╭─ EXCERPT

Governor Deval Patrick signed into law Massachusetts’ fiscal year 2013 budget on July 8, 2012. The budget includes amendments to the state’s Pharmaceutical and Medical Device Manufacturer Conduct Law, MGL ch. 111N. The amendments relax Massachusetts’ strict ban on gifts from pharmaceutical and medical device manufacturers to healthcare practitioners. Most significantly, pharmaceutical and device manufacturers now may:
- pay for “reasonable expenses” necessary to train healthcare practitioners to use medical devices
- provide or pay for modest meals and refreshments associated with educating healthcare practitioners during non-CME presentations
Consistent with the prior law, manufacturers must report any permitted payments to the state. Specifically, the amendments require manufacturers to file quarterly reports detailing all non-CME educational presentations and the value of items provided to healthcare practitioners at such presentations. Manufacturers are still responsible for submitting yearly reports to the Massachusetts Department of Public Health (DPH).
Duplicative Disclosures Eliminated
The amendments do, however, provide some relief for manufacturers by eliminating duplicative disclosures. Manufacturers are not required to disclose to DPH information already disclosed to a federal agency pursuant to federal law. Most notably, this includes disclosures made under the Physician Sunshine Act (recently upheld under the Patient Protection and Affordable Care Act), which requires manufacturers to submit to the Centers for Medicare and Medicaid Services (CMS) an annual report of transfers of value over $10 provided to physicians. Where manufacturers report information to CMS, they will not be required to disclose the same information to DPH.
Increased Flexibility for Training and Education These amendments represent a significant change to the Massachusetts gift ban, which was considered one of the strictest in the nation. Manufacturers now have increased flexibility both in the ways in which they provide training and education to Massachusetts healthcare practitioners (e.g., not segregating Massachusetts physicians from physicians of other states for programming), and in the timing of these programs (e.g., training physicians prior to signing a contract to purchase a device). It is important to note, however, that even with this change most of the restrictions of the original law remain in place. Therefore, manufacturers should continue to monitor their relationships with Massachusetts healthcare practitioners and ensure they comply with the remaining requirements of the law.

╰─

▶ [INSTRUCTIONS TO FOLLOW]: Reproduce the article on the Massachusetts gift-ban amendments word for word, everything from "Duplicative Disclosures Eliminated" down to "information to DPH.".

╭─ PROVIDED RECORDS

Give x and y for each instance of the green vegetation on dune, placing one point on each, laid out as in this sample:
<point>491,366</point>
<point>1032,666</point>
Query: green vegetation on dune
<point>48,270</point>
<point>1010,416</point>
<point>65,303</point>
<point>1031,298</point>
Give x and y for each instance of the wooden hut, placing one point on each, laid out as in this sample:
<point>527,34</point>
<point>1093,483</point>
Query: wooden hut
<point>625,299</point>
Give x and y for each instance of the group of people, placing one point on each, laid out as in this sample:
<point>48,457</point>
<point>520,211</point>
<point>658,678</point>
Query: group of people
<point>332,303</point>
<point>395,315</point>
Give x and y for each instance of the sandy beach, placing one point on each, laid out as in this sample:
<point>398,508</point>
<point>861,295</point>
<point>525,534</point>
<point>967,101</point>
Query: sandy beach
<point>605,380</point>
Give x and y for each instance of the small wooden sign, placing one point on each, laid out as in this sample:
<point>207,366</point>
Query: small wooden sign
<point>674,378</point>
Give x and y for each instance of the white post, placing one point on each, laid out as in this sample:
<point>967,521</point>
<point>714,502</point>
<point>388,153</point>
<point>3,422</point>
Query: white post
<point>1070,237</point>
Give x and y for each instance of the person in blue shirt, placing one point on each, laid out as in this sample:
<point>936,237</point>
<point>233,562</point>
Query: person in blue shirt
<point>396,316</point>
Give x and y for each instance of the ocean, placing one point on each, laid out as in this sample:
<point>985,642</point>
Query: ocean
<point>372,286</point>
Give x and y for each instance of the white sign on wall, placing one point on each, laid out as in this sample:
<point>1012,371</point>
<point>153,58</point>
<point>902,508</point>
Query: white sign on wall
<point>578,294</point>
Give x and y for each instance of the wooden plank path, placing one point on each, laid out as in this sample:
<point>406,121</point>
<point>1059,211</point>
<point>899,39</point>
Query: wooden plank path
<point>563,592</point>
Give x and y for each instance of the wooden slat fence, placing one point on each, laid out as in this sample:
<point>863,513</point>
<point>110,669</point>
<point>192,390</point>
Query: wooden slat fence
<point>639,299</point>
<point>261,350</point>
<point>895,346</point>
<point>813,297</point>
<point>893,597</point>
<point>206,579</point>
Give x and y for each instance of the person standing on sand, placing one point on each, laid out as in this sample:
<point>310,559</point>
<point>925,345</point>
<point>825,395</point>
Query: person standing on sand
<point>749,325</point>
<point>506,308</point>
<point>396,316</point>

╰─

▶ [WORKED SOLUTION]:
Duplicative Disclosures Eliminated
The amendments do, however, provide some relief for manufacturers by eliminating duplicative disclosures. Manufacturers are not required to disclose to DPH information already disclosed to a federal agency pursuant to federal law. Most notably, this includes disclosures made under the Physician Sunshine Act (recently upheld under the Patient Protection and Affordable Care Act), which requires manufacturers to submit to the Centers for Medicare and Medicaid Services (CMS) an annual report of transfers of value over $10 provided to physicians. Where manufacturers report information to CMS, they will not be required to disclose the same information to DPH.